**Natural language region descriptions:**
=== Begin Enclosure ===

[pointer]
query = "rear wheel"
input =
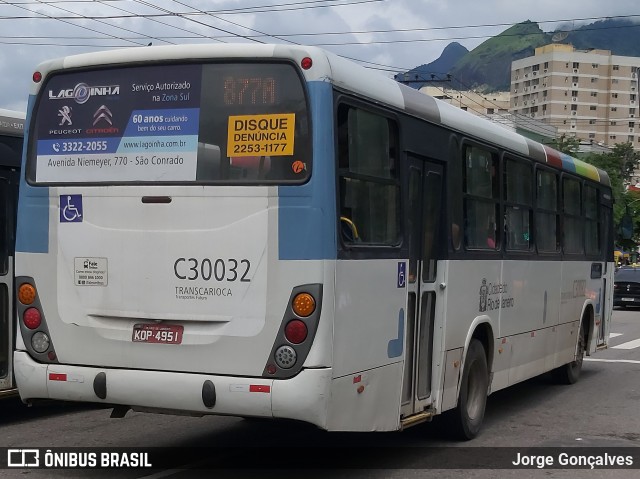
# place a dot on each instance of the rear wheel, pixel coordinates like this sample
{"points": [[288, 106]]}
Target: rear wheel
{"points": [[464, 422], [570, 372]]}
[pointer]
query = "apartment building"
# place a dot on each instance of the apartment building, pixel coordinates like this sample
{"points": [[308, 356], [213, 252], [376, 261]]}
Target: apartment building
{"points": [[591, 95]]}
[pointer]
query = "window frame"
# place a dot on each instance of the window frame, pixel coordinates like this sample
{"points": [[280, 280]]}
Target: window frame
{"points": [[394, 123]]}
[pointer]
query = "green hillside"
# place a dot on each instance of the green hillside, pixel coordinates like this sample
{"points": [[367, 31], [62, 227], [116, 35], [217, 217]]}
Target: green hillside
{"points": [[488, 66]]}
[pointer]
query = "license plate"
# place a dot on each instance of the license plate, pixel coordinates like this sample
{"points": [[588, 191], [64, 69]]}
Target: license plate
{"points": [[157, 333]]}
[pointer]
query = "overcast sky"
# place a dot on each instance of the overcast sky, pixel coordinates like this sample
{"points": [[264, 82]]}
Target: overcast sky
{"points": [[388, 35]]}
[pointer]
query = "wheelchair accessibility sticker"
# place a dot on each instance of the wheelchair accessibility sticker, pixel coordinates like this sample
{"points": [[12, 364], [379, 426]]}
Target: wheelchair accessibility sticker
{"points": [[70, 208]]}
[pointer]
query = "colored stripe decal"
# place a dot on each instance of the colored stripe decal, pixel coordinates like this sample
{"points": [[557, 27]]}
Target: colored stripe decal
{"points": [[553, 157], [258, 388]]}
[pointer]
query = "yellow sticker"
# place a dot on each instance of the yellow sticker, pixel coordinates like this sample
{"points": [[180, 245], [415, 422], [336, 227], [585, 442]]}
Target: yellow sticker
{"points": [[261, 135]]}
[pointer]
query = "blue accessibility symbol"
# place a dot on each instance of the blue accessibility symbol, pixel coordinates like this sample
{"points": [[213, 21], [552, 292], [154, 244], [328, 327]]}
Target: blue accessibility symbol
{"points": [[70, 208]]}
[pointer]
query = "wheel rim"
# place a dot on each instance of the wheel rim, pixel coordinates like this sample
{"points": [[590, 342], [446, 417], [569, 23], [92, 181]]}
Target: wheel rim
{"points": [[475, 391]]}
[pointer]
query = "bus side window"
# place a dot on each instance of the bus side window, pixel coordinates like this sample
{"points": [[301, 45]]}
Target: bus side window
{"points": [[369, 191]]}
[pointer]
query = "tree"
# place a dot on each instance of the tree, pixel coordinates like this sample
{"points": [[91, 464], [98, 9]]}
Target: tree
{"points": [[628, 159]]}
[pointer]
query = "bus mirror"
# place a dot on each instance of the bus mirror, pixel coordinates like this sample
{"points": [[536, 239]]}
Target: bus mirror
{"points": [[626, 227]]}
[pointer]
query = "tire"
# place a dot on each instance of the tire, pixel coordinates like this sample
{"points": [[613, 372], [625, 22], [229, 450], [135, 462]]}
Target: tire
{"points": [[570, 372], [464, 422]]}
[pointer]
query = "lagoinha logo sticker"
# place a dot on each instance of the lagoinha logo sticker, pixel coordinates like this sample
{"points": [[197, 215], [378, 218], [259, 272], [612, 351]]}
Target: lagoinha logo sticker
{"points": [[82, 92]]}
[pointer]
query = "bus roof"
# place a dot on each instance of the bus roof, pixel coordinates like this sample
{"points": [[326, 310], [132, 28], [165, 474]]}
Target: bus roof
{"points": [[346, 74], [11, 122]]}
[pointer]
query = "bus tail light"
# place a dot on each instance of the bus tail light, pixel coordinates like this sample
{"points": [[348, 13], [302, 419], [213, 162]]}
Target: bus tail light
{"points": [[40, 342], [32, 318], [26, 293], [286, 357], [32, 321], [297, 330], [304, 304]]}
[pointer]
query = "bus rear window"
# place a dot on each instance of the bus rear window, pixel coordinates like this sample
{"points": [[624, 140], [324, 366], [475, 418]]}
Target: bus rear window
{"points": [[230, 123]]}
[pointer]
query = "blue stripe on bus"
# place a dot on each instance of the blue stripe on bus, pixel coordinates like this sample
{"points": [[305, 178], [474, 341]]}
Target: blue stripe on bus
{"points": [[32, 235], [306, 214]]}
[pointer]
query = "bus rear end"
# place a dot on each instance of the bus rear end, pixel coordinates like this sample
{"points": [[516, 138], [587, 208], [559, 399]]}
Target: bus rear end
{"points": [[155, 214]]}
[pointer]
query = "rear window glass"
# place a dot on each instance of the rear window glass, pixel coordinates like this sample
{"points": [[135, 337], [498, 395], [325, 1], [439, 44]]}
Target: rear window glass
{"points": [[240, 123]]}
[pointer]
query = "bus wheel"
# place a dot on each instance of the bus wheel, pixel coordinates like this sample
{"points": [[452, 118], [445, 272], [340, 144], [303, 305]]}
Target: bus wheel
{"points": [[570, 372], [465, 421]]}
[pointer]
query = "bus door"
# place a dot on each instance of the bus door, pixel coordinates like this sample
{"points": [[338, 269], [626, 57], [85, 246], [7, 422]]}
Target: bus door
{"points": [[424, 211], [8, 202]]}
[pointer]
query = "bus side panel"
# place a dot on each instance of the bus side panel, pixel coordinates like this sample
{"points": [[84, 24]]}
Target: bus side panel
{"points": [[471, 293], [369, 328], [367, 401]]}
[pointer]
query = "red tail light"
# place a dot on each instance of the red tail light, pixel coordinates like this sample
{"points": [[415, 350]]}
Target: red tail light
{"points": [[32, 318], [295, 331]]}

=== End Enclosure ===
=== Begin Enclosure ===

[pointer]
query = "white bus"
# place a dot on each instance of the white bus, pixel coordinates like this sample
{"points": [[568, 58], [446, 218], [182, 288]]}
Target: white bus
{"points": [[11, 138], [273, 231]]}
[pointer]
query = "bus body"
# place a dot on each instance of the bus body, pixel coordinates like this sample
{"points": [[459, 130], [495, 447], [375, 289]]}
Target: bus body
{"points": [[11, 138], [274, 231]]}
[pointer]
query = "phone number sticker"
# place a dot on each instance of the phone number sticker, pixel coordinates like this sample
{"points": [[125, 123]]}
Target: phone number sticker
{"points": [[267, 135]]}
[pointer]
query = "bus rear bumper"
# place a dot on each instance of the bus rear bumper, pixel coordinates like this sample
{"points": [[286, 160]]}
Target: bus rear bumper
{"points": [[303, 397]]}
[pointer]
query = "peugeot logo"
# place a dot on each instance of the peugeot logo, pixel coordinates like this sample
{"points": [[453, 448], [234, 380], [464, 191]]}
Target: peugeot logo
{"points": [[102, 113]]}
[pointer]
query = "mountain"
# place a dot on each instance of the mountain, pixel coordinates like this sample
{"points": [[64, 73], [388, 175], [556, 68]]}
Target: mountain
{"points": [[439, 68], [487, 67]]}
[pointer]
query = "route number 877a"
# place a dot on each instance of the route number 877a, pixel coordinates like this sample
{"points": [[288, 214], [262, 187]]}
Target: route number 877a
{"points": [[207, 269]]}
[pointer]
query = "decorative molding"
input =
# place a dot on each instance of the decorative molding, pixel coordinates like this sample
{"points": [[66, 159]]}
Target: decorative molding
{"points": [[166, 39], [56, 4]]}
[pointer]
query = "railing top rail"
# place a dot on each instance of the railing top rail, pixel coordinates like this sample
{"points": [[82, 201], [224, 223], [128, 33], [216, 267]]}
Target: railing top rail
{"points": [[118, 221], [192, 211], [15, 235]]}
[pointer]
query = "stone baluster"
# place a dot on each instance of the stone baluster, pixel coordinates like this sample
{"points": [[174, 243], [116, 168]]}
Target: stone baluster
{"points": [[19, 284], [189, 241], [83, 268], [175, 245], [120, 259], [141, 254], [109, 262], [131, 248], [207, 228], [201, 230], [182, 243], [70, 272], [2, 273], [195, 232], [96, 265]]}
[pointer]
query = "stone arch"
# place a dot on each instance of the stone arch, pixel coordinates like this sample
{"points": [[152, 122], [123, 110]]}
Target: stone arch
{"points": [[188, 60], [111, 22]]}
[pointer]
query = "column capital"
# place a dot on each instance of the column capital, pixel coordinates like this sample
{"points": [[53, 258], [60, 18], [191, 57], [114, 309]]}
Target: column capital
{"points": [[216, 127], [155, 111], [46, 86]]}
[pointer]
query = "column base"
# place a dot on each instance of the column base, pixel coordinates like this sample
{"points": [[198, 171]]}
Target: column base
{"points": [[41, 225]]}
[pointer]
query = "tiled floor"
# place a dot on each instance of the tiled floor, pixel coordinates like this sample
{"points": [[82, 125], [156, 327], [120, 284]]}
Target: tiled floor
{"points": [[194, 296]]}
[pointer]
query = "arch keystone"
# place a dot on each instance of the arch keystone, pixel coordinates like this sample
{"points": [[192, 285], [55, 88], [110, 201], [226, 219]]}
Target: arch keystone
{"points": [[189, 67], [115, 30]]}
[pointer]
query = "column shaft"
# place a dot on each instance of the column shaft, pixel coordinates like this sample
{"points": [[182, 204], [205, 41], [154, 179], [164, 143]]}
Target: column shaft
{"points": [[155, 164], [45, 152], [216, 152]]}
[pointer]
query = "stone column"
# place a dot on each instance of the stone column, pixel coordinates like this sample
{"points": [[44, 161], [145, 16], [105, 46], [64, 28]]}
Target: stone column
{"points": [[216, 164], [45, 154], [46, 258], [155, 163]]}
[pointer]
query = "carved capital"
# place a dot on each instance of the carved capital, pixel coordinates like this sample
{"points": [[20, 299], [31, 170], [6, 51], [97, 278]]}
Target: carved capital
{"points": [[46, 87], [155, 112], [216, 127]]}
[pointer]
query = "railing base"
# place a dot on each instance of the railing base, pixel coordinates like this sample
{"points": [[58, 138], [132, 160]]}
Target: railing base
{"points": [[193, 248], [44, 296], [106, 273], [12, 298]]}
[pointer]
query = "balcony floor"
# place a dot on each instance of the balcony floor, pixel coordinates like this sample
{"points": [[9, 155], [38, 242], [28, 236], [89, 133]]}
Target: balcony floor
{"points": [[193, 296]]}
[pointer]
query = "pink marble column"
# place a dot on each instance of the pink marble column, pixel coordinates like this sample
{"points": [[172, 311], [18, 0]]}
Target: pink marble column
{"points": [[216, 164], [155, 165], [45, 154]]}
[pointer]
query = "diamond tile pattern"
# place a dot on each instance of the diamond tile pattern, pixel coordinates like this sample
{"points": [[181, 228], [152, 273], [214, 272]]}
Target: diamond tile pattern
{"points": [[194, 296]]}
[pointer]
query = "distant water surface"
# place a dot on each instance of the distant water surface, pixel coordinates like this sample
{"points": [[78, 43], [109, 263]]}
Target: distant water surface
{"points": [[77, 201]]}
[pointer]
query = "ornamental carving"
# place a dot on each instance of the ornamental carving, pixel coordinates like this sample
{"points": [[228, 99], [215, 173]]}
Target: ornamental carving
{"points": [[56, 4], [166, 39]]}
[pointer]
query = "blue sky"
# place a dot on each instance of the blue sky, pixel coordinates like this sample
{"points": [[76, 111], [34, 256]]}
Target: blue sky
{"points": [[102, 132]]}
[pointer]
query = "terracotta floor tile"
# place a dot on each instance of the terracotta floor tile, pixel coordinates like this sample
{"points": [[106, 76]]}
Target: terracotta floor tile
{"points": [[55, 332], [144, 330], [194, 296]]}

=== End Enclosure ===

**Activity:** Look above for the line containing "Target: yellow sticker" and the line containing "# place a dot on each instance of the tree, pixel". Transcribe both, with the lines between them, exactly.

**Your response:**
Target: yellow sticker
{"points": [[261, 135]]}
[pointer]
query = "blue accessibility symbol"
# place a dot on each instance of the blue accessibility symbol, pixel coordinates like this sample
{"points": [[213, 21], [552, 292], [154, 244], [328, 327]]}
Target: blue accessibility symbol
{"points": [[70, 208]]}
[pointer]
query = "wheel rim"
# place a dot on each instance of the wheel rim, pixel coordinates like this sample
{"points": [[590, 342], [446, 417], [569, 23], [92, 181]]}
Target: wheel rim
{"points": [[475, 391]]}
[pointer]
query = "bus side window"
# place a dot on each instance of the bus side window, pixel coordinates like this sample
{"points": [[301, 45]]}
Target: bus side window
{"points": [[369, 191]]}
[pointer]
query = "tree"
# place a dot on each instance of the tree, pixel coordinates like this sample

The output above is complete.